§ Zitierter Text
Zum Beispiel eben am Freitag Nachmittag. Was da los war? Ich erzähle es Euch gerne…

Weil bei uns dieses Jahr kein großer Familienurlaub drin war, durfte meine Große eine Woche auf dem Ponyhof verbringen – das heißt, sie war dort jeden Tag von 10 Uhr bis 17 Uhr – ein wunderbarer Hof in Brandenburg, Idylle pur. Das aber wiederum hieß, dass ich sie jeden Tag hinbringen oder abholen musste – die andere Tour übernahm eine Freundin, deren Tochter ebenfalls dort reiten ging. Und weil es eben so Natur-Idylle war, lag der Reiterhof auch 25 Minuten einfache Fahrt von Berlin entfernt. 

Am Freitag also war ich mit Abholen dran – an den anderen Tagen hatte ich immer versucht, meinen Sohn für diese Zeit zu verabreden, dass ich die Strecke nicht mit zwei Kindern hin und mit vier Kindern zurück fahren muss.  Doch am Freitag hat das nicht geklappt – ich saß also um 17.15 Uhr mit vier Kindern im Auto, vor mir der Feierabend-Verkehr. 

Meine Große und ihre Freundin waren vom Tag aufgekratzt. Sie hatten den Striegel-Wettbewerb gewonnen, erzählten davon, wie sie dem Pferd den Schweif geflochten hatten. Sie waren sehr aufgeregt und laut. Natürlich dudelte wie immer Radio Teddy im Hintergrund – und ach, welch ein Glück, es lief mal wieder dieser eine Song von Bibi und Tina (oder Hanni und Nanni?!). 

„Best friends for ever and ever – Best friends for ever and ever – BFF- BFF – BFF“ grölten die beiden Mädels lautstark mit.

§ Auflistung
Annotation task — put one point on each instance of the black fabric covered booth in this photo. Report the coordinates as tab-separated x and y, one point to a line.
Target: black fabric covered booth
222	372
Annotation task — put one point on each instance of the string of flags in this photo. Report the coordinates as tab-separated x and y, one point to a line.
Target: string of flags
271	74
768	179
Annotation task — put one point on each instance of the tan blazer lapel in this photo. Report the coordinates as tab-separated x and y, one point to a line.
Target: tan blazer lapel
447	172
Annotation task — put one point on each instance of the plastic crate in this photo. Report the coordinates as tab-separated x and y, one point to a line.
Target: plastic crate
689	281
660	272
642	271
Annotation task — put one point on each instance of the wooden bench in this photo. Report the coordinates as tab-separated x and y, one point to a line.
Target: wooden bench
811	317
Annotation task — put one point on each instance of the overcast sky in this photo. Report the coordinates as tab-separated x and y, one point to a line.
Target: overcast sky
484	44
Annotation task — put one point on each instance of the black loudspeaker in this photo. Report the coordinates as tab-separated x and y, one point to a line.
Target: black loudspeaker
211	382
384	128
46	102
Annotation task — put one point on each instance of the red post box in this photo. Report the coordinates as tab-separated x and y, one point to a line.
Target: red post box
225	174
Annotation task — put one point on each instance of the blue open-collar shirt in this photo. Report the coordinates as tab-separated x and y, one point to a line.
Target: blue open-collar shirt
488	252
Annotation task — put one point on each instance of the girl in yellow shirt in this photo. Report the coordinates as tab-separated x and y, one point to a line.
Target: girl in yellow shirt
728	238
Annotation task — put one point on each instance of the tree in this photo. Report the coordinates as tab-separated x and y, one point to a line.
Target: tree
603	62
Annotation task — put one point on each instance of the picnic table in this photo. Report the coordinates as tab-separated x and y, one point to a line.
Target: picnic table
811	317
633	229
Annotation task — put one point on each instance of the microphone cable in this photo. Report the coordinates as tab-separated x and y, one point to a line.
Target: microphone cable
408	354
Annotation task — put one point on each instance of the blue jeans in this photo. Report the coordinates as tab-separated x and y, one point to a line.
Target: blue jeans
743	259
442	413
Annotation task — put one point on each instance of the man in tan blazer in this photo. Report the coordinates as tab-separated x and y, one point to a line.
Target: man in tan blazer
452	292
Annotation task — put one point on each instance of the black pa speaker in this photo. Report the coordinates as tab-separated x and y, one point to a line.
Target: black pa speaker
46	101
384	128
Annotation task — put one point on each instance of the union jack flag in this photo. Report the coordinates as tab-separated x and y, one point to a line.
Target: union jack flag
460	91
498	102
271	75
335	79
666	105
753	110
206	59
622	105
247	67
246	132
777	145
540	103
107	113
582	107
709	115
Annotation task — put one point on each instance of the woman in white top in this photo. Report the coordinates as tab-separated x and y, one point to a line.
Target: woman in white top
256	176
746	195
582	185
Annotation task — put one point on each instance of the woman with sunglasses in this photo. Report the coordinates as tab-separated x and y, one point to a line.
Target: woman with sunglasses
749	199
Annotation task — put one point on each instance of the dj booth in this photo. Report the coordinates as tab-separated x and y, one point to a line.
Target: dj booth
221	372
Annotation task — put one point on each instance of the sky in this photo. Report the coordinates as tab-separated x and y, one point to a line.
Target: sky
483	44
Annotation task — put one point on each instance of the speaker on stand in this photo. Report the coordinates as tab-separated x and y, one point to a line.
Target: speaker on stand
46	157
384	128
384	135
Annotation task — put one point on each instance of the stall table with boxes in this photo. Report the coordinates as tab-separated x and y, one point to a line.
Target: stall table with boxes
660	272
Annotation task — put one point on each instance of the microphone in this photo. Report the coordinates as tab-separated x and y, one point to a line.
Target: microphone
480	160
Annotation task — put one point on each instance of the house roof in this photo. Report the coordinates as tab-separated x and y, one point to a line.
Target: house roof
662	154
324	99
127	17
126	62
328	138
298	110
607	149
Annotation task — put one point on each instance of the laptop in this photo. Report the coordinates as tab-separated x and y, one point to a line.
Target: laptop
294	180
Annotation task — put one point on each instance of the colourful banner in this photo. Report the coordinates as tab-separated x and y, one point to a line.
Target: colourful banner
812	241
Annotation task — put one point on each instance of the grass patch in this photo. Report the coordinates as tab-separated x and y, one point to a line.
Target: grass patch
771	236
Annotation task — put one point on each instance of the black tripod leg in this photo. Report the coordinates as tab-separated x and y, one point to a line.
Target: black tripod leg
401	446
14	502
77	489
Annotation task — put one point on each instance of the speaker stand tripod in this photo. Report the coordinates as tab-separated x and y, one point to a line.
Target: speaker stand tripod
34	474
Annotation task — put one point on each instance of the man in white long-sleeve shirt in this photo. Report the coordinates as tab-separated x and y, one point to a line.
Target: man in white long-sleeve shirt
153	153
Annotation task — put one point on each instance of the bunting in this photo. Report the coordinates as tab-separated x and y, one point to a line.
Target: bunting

§ Was zu tun ist
1/ Gib den Text über die Heimfahrt vom Ponyhof noch einmal vollständig und wortgetreu wieder.
2/ Übertrage aus den Zeilen der Auflistung unverändert den Abschnitt, der mit der Zeile beginnt, die „the speaker stand“ enthält, und mit der letzten Zeile der Auflistung endet. Beide Enden gehören dazu.

§ Antworten
1/
Zum Beispiel eben am Freitag Nachmittag. Was da los war? Ich erzähle es Euch gerne…

Weil bei uns dieses Jahr kein großer Familienurlaub drin war, durfte meine Große eine Woche auf dem Ponyhof verbringen – das heißt, sie war dort jeden Tag von 10 Uhr bis 17 Uhr – ein wunderbarer Hof in Brandenburg, Idylle pur. Das aber wiederum hieß, dass ich sie jeden Tag hinbringen oder abholen musste – die andere Tour übernahm eine Freundin, deren Tochter ebenfalls dort reiten ging. Und weil es eben so Natur-Idylle war, lag der Reiterhof auch 25 Minuten einfache Fahrt von Berlin entfernt. 

Am Freitag also war ich mit Abholen dran – an den anderen Tagen hatte ich immer versucht, meinen Sohn für diese Zeit zu verabreden, dass ich die Strecke nicht mit zwei Kindern hin und mit vier Kindern zurück fahren muss.  Doch am Freitag hat das nicht geklappt – ich saß also um 17.15 Uhr mit vier Kindern im Auto, vor mir der Feierabend-Verkehr. 

Meine Große und ihre Freundin waren vom Tag aufgekratzt. Sie hatten den Striegel-Wettbewerb gewonnen, erzählten davon, wie sie dem Pferd den Schweif geflochten hatten. Sie waren sehr aufgeregt und laut. Natürlich dudelte wie immer Radio Teddy im Hintergrund – und ach, welch ein Glück, es lief mal wieder dieser eine Song von Bibi und Tina (oder Hanni und Nanni?!). 

„Best friends for ever and ever – Best friends for ever and ever – BFF- BFF – BFF“ grölten die beiden Mädels lautstark mit.

2/
Annotation task — put one point on each instance of the speaker stand tripod in this photo. Report the coordinates as tab-separated x and y, one point to a line.
Target: speaker stand tripod
34	474
Annotation task — put one point on each instance of the man in white long-sleeve shirt in this photo. Report the coordinates as tab-separated x and y, one point to a line.
Target: man in white long-sleeve shirt
153	153
Annotation task — put one point on each instance of the bunting in this photo. Report the coordinates as tab-separated x and y, one point to a line.
Target: bunting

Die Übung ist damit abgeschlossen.